### Work instruction
Transcribe each line below verbatim; pictures excluded.

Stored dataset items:
Content starts
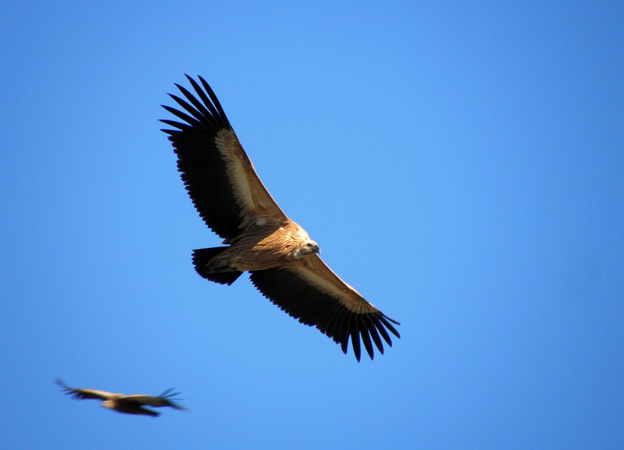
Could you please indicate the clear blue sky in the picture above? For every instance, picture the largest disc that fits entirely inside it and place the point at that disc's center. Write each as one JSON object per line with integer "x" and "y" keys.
{"x": 461, "y": 164}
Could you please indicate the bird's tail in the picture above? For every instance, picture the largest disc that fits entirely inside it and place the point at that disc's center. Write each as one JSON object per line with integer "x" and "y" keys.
{"x": 202, "y": 257}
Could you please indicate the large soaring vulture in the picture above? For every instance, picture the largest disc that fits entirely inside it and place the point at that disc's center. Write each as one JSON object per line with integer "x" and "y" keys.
{"x": 282, "y": 260}
{"x": 127, "y": 404}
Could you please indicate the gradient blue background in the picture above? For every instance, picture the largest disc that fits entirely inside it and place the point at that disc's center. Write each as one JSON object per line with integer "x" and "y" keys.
{"x": 460, "y": 163}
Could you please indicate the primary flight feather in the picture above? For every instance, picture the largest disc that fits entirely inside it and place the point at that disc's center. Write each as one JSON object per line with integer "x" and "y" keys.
{"x": 281, "y": 258}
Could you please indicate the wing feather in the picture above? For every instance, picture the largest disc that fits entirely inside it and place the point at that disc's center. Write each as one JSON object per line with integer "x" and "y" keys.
{"x": 84, "y": 394}
{"x": 218, "y": 175}
{"x": 312, "y": 293}
{"x": 148, "y": 400}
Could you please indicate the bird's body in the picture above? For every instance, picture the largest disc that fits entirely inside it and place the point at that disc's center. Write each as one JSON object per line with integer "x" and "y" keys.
{"x": 126, "y": 404}
{"x": 281, "y": 258}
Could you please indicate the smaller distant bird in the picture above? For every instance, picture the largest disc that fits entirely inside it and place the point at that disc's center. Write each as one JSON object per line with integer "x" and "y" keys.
{"x": 127, "y": 404}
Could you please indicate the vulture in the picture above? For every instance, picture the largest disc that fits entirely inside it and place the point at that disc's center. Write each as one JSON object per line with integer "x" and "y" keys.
{"x": 282, "y": 260}
{"x": 127, "y": 404}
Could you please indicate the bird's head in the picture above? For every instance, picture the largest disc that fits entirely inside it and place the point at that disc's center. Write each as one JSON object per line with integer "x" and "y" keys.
{"x": 308, "y": 247}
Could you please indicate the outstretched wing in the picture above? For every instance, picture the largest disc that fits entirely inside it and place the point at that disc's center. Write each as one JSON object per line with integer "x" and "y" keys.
{"x": 148, "y": 400}
{"x": 310, "y": 291}
{"x": 218, "y": 174}
{"x": 84, "y": 393}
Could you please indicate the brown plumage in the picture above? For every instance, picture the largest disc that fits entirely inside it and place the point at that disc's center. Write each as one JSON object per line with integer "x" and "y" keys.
{"x": 127, "y": 404}
{"x": 281, "y": 258}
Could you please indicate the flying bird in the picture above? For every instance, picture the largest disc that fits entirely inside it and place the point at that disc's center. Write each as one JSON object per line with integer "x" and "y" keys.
{"x": 282, "y": 260}
{"x": 127, "y": 404}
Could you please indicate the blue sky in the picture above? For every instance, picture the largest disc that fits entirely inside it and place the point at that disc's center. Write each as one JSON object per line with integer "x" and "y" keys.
{"x": 461, "y": 164}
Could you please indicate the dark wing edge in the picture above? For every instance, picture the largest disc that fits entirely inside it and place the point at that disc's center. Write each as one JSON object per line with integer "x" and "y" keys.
{"x": 204, "y": 171}
{"x": 217, "y": 173}
{"x": 162, "y": 400}
{"x": 313, "y": 306}
{"x": 83, "y": 394}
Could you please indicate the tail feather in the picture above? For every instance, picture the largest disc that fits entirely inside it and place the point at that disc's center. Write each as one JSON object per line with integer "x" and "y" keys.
{"x": 202, "y": 256}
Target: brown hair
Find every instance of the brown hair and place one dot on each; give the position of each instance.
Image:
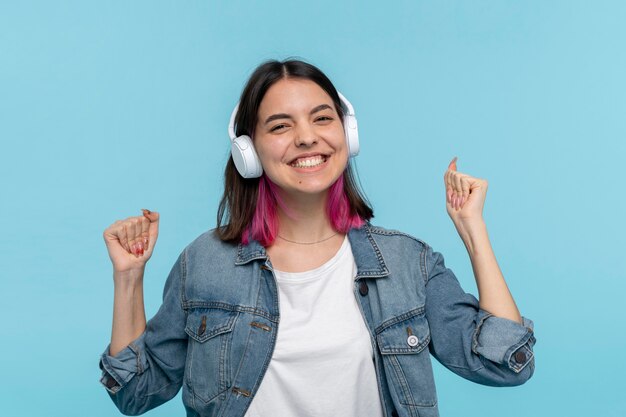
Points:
(239, 201)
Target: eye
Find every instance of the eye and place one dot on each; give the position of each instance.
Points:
(278, 127)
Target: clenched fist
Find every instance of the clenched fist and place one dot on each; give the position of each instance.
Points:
(465, 196)
(130, 242)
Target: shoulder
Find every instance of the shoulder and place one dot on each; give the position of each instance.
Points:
(208, 245)
(392, 237)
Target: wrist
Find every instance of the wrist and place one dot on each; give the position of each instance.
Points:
(474, 234)
(129, 280)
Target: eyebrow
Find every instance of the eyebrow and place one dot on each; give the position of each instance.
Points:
(286, 116)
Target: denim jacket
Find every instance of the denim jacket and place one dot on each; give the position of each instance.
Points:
(216, 330)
Content ends
### Task result
Could you please indicate the clear blue sky in the picture above? For every instance, picture the largest disc that fits entirely inside it and place the point at that disc's center. Write each as one JSON object per line with integer "x" and "y" keys.
{"x": 461, "y": 164}
Could you please indicate the bird's tail in the picture above? For every instance, picture the largest disc that fits entirely inside it and place the point at that disc's center. Write each as one JSON object per line with integer "x" and "y" keys.
{"x": 202, "y": 257}
Could you please indicate the large soaring vulture in the picture above? For every instance, picture the largest disc that fits entirely inside it and place the point at that disc's center. Write each as one JSON object per line with integer "x" and "y" keys.
{"x": 282, "y": 260}
{"x": 127, "y": 404}
Could you please indicate the gradient blue background in the picture above? For every instance, picture the largest disc that fits entirely inside it and place the point at that disc's center. Write each as one JSON object per line with integer "x" and "y" keys.
{"x": 460, "y": 163}
Could you please indicate the primary flight feather in the picture above? For every instance, picture the largest disc that fits entirely inside it and place the point at that disc's center. Write each as one JSON object per line with integer "x" and "y" keys.
{"x": 281, "y": 258}
Could you please indicate the wing feather in the picture above? For every instance, picture the largest disc that fits entirely inside it and place the point at that disc's center. Write each as one JSON object per line with integer "x" and "y" keys.
{"x": 84, "y": 394}
{"x": 218, "y": 175}
{"x": 312, "y": 293}
{"x": 148, "y": 400}
Could you please indicate the bird's body in the picture above? For every instance, picture the largest disc that fits entirely inside it and place the point at that disc's center. Write each as one JSON object per line with integer "x" and "y" keys.
{"x": 126, "y": 404}
{"x": 281, "y": 258}
Could you please indicate the smaller distant bird in the picture above? For every instance, picture the largest disc that fits entirely inside it and place the point at that disc's center. Write each as one JSON object per line with integer "x" and "y" keys.
{"x": 127, "y": 404}
Could you please indicate the vulture in the picture above? For every instance, picture the largest disc that fits entirely inside it and place the point at that disc's center. Write each as one JSON object per line with integer "x" and "y" keys.
{"x": 282, "y": 260}
{"x": 127, "y": 404}
Could you please indicate the bird's head in the picture above? For every instance, picture the largest disc that fits entirely inside it and place the point at that disc's center. Write each as one JSON object per line with integer "x" and "y" keys.
{"x": 308, "y": 247}
Could you please indicate the outstretched wing in the picture above? For every instance, picture the largest disc that fits entirely inside it and place the point at that disc's center. Write each as one JSON object per line with integer "x" and "y" keys.
{"x": 148, "y": 400}
{"x": 310, "y": 291}
{"x": 218, "y": 174}
{"x": 84, "y": 393}
Could you please indicate the brown plumage in the picture above? For every instance, picture the largest disc that fits entirely inside it and place the point at that disc's center. Write each as one JSON object per line with integer "x" and "y" keys.
{"x": 127, "y": 404}
{"x": 281, "y": 258}
Could you please indicate the flying bird in the picture above? For every instance, picture the largest disc that fits entirely inside it and place the point at that disc's center. Write each as one JSON object per line with integer "x" and "y" keys.
{"x": 282, "y": 260}
{"x": 127, "y": 404}
Could you please indicate the blue sky in the picture above? For every instance, picture the largest disc that fits entirely inside it and place the point at that disc's center. Write each as one JSON object per line with integer "x" and "y" keys.
{"x": 461, "y": 164}
Could you please indicate the dark wing edge in the picture above? For every instance, picture the largest disc that fits entirely inside it and place the point at that disc's center. Write each as one JSON object per line with integer "x" and "y" keys.
{"x": 204, "y": 171}
{"x": 217, "y": 173}
{"x": 162, "y": 400}
{"x": 313, "y": 306}
{"x": 83, "y": 394}
Could you please indicate the tail feather in the picture above? For every instance, picture the largest disc that fits entirely inside it and place the point at that disc's center. Write each as one JSON object per line with integer "x" and "y" keys.
{"x": 202, "y": 256}
Target: brown hair
Find every instance of the brown hair and place one dot on each; give the position of each instance.
Image:
Points:
(239, 201)
Target: eye
Find every instance of the eye and place one dot on each; give the position of each instance.
Points:
(278, 127)
Target: clenched fist
Find every instance of the clenched fist and place one dot on each; give the position of each instance.
Points:
(465, 196)
(130, 242)
Target: shoulder
Find every instance of the shoulder and place one dot on each; give the position of each instance.
Points:
(208, 245)
(392, 237)
Target: wrist
Find every instance of the wrist and place one dot on each; give the position of each instance.
Points:
(474, 234)
(129, 280)
Target: eyebrow
Find every instance of the eyebrow and place one dot on each; give the position of each instance.
Points:
(286, 116)
Target: denim jacket
Find every instance of the denim jacket and place one dot on each; give the position of each instance.
Points:
(216, 330)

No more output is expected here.